The site was selected because of its historic significance and because of its central location in one of the busiest harbors in the country. The site's location adjacent to the Staten Island Ferry's St. George Terminal was also a primary consideration in the selection, as the ferry sees millions of tourists every year. The opportunity to have a national level museum on Staten Island and the cultural and economic opportunities of luring tourists off the Staten Island Ferry inspired the support of New York Governor George Pataki, New York City Mayor Rudolph Giuliani, and Staten Island Borough President Guy Molinari, who provided over $7 million to begin the renovation of the site.

The National Lighthouse Center and Museum was issued its Museum Charter by the New York State Board of Regents on November 9, 2001. However, it had trouble raising funds: by 2000, it had raised only 2% of the $5 million necessary to start operations, despite being in the second year of a five-year fundraising drive. As a result, the museum opening was subsequently postponed from 2001 to 2003. The museum board was dissolved in 2009, with officials citing slow fundraising activity following the September 11 attacks in 2001, as well as the budget rising to $15 million. By that time, the New York City Economic Development Corporation (EDC) had spent $8 million on stabilizing the structures at the Coast Guard Station. In 2013, John Catsimatidis donated $105,000 toward the museum. The same year, the museum board was reconvened, and the EDC asked the board to procure $350,000 in exchange for the EDC renting out the foundry for the museum's use for $1 per year. The museum was finally opened in 2015 within the former foundry.

DIRECTIVES:
a) In the lighthouse museum passage, take everything from "The site was" down to "of the site." and swap "Staten Island Ferry" for "city ferry".
b) Carry on the lighthouse museum passage from its last sentence.

EXTRACTED ENTRIES:
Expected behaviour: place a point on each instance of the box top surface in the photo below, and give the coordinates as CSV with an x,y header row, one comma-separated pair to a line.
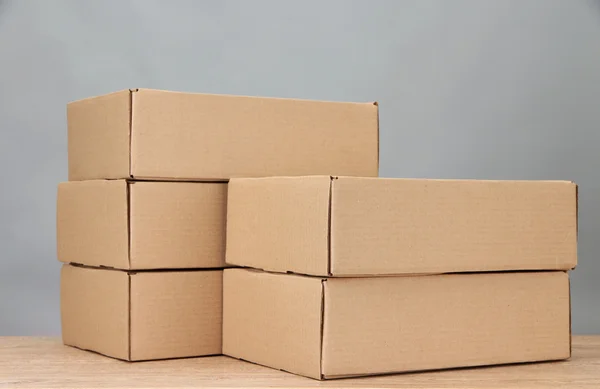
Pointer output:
x,y
349,226
154,134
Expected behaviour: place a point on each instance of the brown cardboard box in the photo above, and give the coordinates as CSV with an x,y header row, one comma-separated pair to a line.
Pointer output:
x,y
142,225
339,327
142,316
367,226
144,133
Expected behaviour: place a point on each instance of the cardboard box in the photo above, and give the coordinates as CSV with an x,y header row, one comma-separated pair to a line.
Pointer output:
x,y
151,134
367,226
340,327
142,316
142,225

ANSWER LIST:
a)
The site was selected because of its historic significance and because of its central location in one of the busiest harbors in the country. The site's location adjacent to the city ferry's St. George Terminal was also a primary consideration in the selection, as the ferry sees millions of tourists every year. The opportunity to have a national level museum on Staten Island and the cultural and economic opportunities of luring tourists off the city ferry inspired the support of New York Governor George Pataki, New York City Mayor Rudolph Giuliani, and Staten Island Borough President Guy Molinari, who provided over $7 million to begin the renovation of the site.

b)
Mission 
The mission of the museum is:

 To establish and maintain a history museum open to the public relating to lighthouses and located on Staten Island, County of Richmond, New York.
 To collect, preserve, and interpret objects related to the history and technology of lighthouses located, in the past or present, at sites throughout the United States.
 To research, document and disseminate information on the history and technology of American lighthouses.
 To create and maintain an archive of artefacts and materials related to American lighthouses.
 To foster research of American lighthouse history.
 To serve as a contact point for public inquiry and assistance with respect to American lighthouse history, research, education, collections and programs
 To celebrate American lighthouse heritage through education programs, publications, films, festivals, living history, lighthouse trails, conferences, and other such offerings.
 To support other existing and future lighthouse museums, organizations and sites.
 To establish partnerships with other organizations to attain the above goals.

References

External links 
 Museum website
 

2015 establishments in New York City
Museums established in 2015
Museums in Staten Island
History museums in New York City
Lighthouse museums in New York (state)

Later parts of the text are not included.